__Given text__.
▬▬▬

SoMaSLAM: 2D Graph SLAM for Sparse Range Sensing with Soft Manhattan World Constraints

TL;DR

SoMaSLAM is a 2D graph SLAM algorithm for tiny robots that uses soft Manhattan constraints to improve localization accuracy with sparse range data, without strict structural assumptions.

Contribution

It introduces a novel soft Manhattan world constraint and landmark-landmark constraints into graph SLAM for better accuracy in sparse sensing environments.

Findings

Improves localization accuracy on diverse datasets.

Effectively maps sparse range data without strict structural enforcement.

Demonstrates robustness and real-world applicability.

▬▬▬

__Dataset section__.
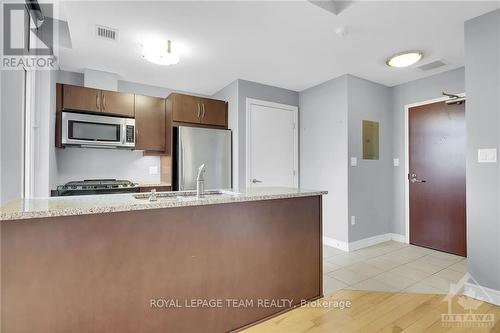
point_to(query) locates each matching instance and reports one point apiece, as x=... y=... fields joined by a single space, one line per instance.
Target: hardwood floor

▬▬▬

__Required work__.
**1.** What kind of robots is the algorithm in the SoMaSLAM summary designed for?
**2.** Turn the paragraph of the SoMaSLAM summary beginning "SoMaSLAM is a 2D graph SLAM algorithm" into a short list of its main facts.
**3.** Reproduce the SoMaSLAM summary word for word from "SoMaSLAM is a" to "strict structural enforcement.".
None of the tasks require the material.

__The solutions__.
**1.** Tiny robots.

**2.**
- SoMaSLAM is a 2D graph SLAM algorithm for tiny robots.
- It uses soft Manhattan constraints.
- These improve localization accuracy with sparse range data.
- It does not rely on strict structural assumptions.

**3.**
SoMaSLAM is a 2D graph SLAM algorithm for tiny robots that uses soft Manhattan constraints to improve localization accuracy with sparse range data, without strict structural assumptions.

Contribution

It introduces a novel soft Manhattan world constraint and landmark-landmark constraints into graph SLAM for better accuracy in sparse sensing environments.

Findings

Improves localization accuracy on diverse datasets.

Effectively maps sparse range data without strict structural enforcement.